Segmentation data:
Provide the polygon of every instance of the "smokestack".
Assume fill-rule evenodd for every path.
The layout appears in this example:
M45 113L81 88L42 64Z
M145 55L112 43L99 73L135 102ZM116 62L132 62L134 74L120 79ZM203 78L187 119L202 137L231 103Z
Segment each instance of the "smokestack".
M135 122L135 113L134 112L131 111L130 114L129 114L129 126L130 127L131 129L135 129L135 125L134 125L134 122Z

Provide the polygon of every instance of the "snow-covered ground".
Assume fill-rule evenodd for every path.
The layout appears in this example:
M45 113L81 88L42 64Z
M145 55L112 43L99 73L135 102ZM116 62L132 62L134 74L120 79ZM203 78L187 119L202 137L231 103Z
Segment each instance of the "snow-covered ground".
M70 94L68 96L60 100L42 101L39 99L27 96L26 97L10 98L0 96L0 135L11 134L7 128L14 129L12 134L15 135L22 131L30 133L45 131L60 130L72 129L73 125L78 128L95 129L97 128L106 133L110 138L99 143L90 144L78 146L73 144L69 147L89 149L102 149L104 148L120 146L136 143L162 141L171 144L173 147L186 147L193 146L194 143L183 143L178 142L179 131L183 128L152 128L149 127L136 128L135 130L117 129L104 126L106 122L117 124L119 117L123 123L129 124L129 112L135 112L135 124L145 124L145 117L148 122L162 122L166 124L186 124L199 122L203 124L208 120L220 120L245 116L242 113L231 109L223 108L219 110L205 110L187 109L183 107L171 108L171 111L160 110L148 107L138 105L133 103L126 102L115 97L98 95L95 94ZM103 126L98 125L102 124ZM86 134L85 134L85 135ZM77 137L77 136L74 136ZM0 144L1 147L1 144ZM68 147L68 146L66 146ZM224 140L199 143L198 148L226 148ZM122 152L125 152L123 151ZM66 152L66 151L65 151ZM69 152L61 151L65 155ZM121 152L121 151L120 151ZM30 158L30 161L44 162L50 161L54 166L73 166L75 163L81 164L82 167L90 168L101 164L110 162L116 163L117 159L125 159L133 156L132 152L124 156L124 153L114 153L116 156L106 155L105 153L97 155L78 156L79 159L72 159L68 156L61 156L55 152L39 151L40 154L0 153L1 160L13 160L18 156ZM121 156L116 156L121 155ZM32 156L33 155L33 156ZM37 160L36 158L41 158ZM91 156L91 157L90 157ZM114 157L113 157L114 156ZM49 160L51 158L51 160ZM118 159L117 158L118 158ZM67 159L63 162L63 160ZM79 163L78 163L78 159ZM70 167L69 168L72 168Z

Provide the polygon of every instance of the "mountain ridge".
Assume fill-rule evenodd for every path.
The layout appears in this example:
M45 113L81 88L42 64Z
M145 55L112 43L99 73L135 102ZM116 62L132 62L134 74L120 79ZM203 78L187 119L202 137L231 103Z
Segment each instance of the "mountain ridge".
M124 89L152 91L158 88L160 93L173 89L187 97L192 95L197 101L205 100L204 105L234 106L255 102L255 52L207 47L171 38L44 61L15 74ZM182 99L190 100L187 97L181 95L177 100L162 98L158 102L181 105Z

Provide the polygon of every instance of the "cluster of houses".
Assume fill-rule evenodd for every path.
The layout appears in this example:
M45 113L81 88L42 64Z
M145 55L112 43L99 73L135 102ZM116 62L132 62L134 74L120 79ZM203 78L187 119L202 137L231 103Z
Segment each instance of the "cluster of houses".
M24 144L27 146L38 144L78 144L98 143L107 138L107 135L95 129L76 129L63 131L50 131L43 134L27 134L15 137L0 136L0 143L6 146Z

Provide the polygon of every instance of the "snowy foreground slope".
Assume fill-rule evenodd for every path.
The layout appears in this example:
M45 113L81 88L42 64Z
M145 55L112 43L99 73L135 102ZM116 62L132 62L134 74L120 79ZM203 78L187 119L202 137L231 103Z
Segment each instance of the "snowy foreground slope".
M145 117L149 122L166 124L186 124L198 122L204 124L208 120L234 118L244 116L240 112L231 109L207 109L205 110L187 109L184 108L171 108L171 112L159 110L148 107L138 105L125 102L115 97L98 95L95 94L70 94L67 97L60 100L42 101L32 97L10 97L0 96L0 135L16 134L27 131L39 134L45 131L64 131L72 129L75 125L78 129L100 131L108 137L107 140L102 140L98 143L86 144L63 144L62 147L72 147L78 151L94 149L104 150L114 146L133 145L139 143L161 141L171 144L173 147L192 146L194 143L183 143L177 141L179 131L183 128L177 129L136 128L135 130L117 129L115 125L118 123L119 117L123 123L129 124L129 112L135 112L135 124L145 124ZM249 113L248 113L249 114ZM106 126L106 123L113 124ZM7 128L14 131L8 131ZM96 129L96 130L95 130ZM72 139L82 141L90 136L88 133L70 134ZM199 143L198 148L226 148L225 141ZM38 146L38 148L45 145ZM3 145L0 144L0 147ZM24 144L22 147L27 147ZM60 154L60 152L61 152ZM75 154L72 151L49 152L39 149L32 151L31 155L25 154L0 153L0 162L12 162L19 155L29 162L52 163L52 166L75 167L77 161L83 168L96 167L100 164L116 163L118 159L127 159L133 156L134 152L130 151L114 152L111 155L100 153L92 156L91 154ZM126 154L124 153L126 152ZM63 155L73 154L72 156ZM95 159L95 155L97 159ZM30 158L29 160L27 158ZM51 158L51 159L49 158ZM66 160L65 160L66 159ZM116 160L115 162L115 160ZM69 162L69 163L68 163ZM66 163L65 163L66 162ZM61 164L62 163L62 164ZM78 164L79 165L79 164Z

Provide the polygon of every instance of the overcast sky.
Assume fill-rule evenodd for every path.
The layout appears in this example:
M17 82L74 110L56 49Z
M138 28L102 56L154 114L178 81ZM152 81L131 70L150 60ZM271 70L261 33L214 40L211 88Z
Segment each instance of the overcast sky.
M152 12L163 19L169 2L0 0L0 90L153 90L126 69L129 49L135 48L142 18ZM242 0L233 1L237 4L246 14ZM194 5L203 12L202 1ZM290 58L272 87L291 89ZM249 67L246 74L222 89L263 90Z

→ **Problem statement**
Repeat the records above exactly, from the first line to the last.

→ **Full answer**
Provide the polygon of every instance of the "smokestack".
Assume fill-rule evenodd for every path.
The layout appears in this example:
M45 113L81 88L42 64Z
M145 55L112 43L99 73L135 102ZM116 62L132 62L134 74L120 79ZM203 78L187 119L202 137L231 103Z
Segment each instance of the "smokestack".
M135 122L135 113L134 112L131 111L130 114L129 114L129 126L130 127L131 129L135 129L135 125L134 125L134 122Z

Provide the polygon of every instance of the "snow-covered ground".
Assume fill-rule evenodd for every path.
The layout appears in this example:
M45 113L81 88L42 64Z
M145 55L112 43L99 73L135 102ZM116 62L132 62L134 74L120 79ZM203 78L187 119L202 137L231 103Z
Segment each instance of the "snow-covered ground".
M70 94L68 96L60 100L42 101L39 99L27 96L26 97L10 98L0 96L0 135L11 134L7 128L14 129L12 134L15 135L22 131L30 133L45 131L60 130L72 129L73 125L78 128L95 129L97 128L106 133L110 138L99 143L90 144L78 146L73 144L69 147L89 149L102 149L104 148L120 146L136 143L162 141L171 144L173 147L186 147L193 146L194 143L183 143L178 142L179 131L183 128L152 128L149 127L136 128L135 130L117 129L104 126L106 122L117 124L119 117L123 123L129 124L129 112L135 112L135 124L145 124L145 117L148 122L162 122L166 124L186 124L199 122L203 124L208 120L220 120L245 116L242 113L231 109L223 108L219 110L205 110L187 109L183 107L171 108L171 111L160 110L148 107L138 105L133 103L126 102L115 97L98 95L95 94ZM103 126L98 125L102 124ZM86 134L85 134L85 135ZM77 137L77 136L74 136ZM0 144L1 147L1 144ZM68 147L68 146L66 146ZM224 140L199 143L198 148L226 148ZM122 152L125 152L123 151ZM66 152L66 151L65 151ZM69 152L61 151L65 155ZM121 152L121 151L120 151ZM30 158L30 161L44 162L50 161L54 166L73 166L75 163L81 164L82 167L90 168L101 164L110 162L116 163L117 159L125 159L133 156L132 152L124 156L124 153L114 153L116 156L106 155L105 153L97 155L78 156L79 159L72 159L68 156L61 156L55 152L39 151L40 154L0 153L1 160L13 160L18 156ZM121 156L116 156L121 155ZM32 156L33 155L33 156ZM37 160L36 158L41 158ZM91 156L91 157L90 157ZM114 157L113 157L114 156ZM49 160L51 158L51 160ZM118 159L117 158L118 158ZM67 159L63 162L63 160ZM79 163L78 163L78 159ZM70 167L69 168L72 168Z

Provide the polygon of every instance of the "mountain ridge".
Assume fill-rule evenodd for every path.
The layout appears in this example:
M45 113L81 88L42 64Z
M145 55L112 43L99 73L135 102ZM116 62L132 62L134 74L120 79ZM203 78L187 119L202 137L231 103Z
Segment each instance of the "mountain ridge".
M124 89L152 91L158 88L160 93L173 89L187 97L192 95L197 101L205 100L204 105L234 106L255 102L255 52L207 47L171 38L44 61L15 74ZM182 99L190 100L187 97L181 95L177 100L162 98L158 102L181 105Z

Provide the polygon of every instance of the "cluster of houses".
Assume fill-rule evenodd for every path.
The layout appears in this example:
M45 113L81 88L42 64Z
M145 55L112 43L99 73L135 102ZM116 62L132 62L134 74L120 79ZM203 78L187 119L202 137L231 103Z
Segment each instance of the "cluster of houses".
M24 144L27 146L38 144L78 144L98 143L107 138L107 135L95 129L76 129L63 131L50 131L43 134L27 134L15 137L0 136L0 143L6 146Z

Provide the polygon of every instance of the "snowy foreground slope".
Assume fill-rule evenodd for every path.
The layout appears in this example:
M45 113L81 88L42 64Z
M145 55L112 43L99 73L135 102ZM116 62L132 62L134 74L120 79ZM203 78L187 119L202 137L231 103Z
Segment each instance of the "snowy foreground slope".
M145 117L149 122L166 124L186 124L198 122L204 124L208 120L234 118L244 116L240 112L231 109L207 109L205 110L187 109L184 108L171 108L171 112L159 110L148 107L138 105L125 102L115 97L98 95L95 94L70 94L67 97L60 100L42 101L32 97L10 97L0 96L0 135L16 134L27 131L39 134L45 131L64 131L72 129L75 125L78 129L100 131L108 137L107 140L102 140L98 143L86 144L63 144L62 147L72 147L78 151L94 149L104 150L114 146L133 145L139 143L161 141L171 144L173 147L192 146L194 143L183 143L177 141L179 131L183 128L177 129L136 128L135 130L117 129L115 125L118 123L119 117L123 123L129 124L129 112L135 112L135 124L145 124ZM249 113L248 113L249 114ZM106 126L106 123L113 124ZM7 128L14 131L8 131ZM96 129L96 130L95 130ZM72 139L82 141L90 136L88 133L70 134ZM199 143L198 148L226 148L225 141ZM38 146L38 148L45 145ZM3 145L0 144L0 147ZM24 144L22 147L27 147ZM60 154L60 152L61 152ZM75 154L72 151L49 152L39 149L32 151L31 155L25 154L0 153L0 162L12 162L19 155L29 162L52 163L52 166L75 167L77 161L83 168L96 167L100 164L116 163L118 159L127 159L133 156L134 152L130 151L114 152L111 155L100 153L92 156L91 154ZM126 154L124 153L126 152ZM63 155L73 154L72 156ZM95 159L95 155L97 159ZM30 158L29 160L27 158ZM51 158L51 159L49 158ZM66 160L65 160L66 159ZM116 160L115 162L115 160ZM69 162L69 163L68 163ZM66 163L65 163L66 162ZM61 164L62 163L62 164ZM78 164L79 165L79 164Z

Provide the polygon of every instance of the overcast sky.
Assume fill-rule evenodd for every path.
The layout appears in this example:
M17 82L74 110L56 49Z
M138 28L102 56L154 114L178 81ZM152 81L131 70L150 60ZM271 70L261 33L214 40L211 88Z
Segment each instance of the overcast sky.
M152 12L163 19L169 2L0 0L0 90L153 90L126 69L129 49L135 48L142 18ZM242 0L233 1L237 4L246 14ZM194 5L203 12L202 1ZM290 58L272 87L291 89ZM249 67L246 74L222 89L263 90Z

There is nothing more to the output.